ÉNONCÉ RÉDIGÉ = Comptez les lignes des données ci-dessous où figure la chaîne « bbox », en tenant compte de la casse. Indiquez uniquement ce nombre.

★ ★ ★ ★

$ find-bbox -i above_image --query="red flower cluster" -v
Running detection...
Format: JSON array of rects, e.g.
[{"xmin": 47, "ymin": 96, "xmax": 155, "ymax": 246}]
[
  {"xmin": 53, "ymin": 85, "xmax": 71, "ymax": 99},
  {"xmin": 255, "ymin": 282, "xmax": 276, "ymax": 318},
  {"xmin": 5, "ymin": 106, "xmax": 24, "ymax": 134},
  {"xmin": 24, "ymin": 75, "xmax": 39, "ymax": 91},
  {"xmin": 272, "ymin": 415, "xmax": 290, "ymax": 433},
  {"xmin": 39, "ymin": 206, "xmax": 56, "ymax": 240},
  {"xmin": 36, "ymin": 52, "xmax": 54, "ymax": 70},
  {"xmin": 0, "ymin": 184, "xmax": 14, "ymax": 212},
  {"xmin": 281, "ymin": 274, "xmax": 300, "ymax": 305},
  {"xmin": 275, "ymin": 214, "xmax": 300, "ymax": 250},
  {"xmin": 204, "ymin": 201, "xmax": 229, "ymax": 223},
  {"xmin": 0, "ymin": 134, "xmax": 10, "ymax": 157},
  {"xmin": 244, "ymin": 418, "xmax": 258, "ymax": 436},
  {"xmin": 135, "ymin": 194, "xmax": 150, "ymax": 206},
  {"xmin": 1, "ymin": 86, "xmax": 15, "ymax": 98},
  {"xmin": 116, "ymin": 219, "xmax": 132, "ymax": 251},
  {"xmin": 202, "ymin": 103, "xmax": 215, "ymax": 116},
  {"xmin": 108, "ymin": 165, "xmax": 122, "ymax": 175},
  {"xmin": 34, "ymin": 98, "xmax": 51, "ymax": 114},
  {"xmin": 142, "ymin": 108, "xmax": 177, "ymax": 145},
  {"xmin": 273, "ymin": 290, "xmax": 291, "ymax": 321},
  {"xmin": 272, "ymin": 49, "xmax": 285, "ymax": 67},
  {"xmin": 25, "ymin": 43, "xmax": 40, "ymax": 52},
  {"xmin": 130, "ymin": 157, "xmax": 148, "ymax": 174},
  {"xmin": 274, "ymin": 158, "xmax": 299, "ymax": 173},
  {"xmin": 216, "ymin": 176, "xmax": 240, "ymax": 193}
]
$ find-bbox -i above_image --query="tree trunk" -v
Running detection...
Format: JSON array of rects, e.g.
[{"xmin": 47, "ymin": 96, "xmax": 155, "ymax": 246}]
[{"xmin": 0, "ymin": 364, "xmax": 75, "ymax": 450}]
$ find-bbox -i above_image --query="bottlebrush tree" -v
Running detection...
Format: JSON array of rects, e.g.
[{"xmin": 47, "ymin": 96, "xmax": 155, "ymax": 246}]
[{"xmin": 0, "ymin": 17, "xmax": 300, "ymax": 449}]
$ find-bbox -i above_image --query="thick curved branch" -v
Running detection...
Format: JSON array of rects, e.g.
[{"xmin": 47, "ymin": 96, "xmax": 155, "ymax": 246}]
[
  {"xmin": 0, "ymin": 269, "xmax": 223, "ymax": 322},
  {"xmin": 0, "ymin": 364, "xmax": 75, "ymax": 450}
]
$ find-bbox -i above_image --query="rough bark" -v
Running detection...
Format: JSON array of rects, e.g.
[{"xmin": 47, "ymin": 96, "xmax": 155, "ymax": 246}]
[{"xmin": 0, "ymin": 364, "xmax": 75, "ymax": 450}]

★ ★ ★ ★

RÉPONSE FINALE = 5